■ **To do**: Copy verbatim the lines of the data below, starting at the line that contains "Target: dark blue sky" and continuing through the final line of the data, including both ends.

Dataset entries
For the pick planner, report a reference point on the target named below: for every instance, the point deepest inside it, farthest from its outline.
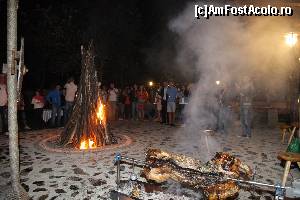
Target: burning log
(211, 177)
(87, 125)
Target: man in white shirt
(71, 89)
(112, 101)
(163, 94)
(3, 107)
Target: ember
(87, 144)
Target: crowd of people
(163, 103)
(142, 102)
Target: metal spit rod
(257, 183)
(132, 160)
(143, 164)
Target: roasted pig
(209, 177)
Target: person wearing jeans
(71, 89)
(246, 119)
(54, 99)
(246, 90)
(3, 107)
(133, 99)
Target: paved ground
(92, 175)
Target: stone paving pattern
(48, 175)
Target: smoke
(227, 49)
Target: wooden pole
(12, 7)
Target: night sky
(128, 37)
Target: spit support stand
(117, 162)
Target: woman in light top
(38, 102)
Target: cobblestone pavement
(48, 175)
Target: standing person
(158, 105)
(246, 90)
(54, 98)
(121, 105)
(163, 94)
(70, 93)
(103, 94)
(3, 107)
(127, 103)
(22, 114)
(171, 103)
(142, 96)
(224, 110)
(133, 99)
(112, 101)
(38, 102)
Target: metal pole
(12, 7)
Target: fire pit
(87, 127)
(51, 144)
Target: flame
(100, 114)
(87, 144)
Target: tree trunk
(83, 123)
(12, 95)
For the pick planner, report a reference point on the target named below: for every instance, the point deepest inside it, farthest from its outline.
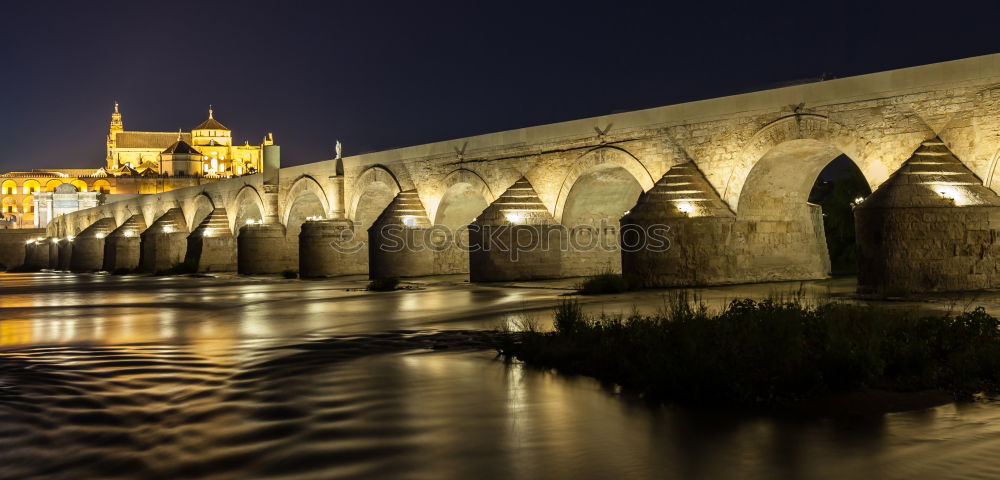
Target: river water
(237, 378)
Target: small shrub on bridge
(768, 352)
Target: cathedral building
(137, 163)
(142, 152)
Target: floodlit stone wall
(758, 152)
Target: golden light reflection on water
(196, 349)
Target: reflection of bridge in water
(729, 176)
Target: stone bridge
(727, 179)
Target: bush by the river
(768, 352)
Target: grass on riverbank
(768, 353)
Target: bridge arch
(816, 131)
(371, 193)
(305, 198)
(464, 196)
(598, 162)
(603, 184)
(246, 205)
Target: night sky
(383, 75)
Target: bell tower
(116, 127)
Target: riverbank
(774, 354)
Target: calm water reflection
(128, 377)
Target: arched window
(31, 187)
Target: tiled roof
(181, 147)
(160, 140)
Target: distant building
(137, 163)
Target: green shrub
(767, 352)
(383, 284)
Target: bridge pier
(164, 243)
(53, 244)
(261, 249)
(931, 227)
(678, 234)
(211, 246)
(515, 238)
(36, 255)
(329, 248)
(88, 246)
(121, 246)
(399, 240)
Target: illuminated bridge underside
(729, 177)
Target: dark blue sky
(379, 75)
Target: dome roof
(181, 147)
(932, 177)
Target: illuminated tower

■ **Correct response**:
Target: dark blue sky
(379, 75)
Target: dome roof
(181, 147)
(932, 177)
Target: illuminated tower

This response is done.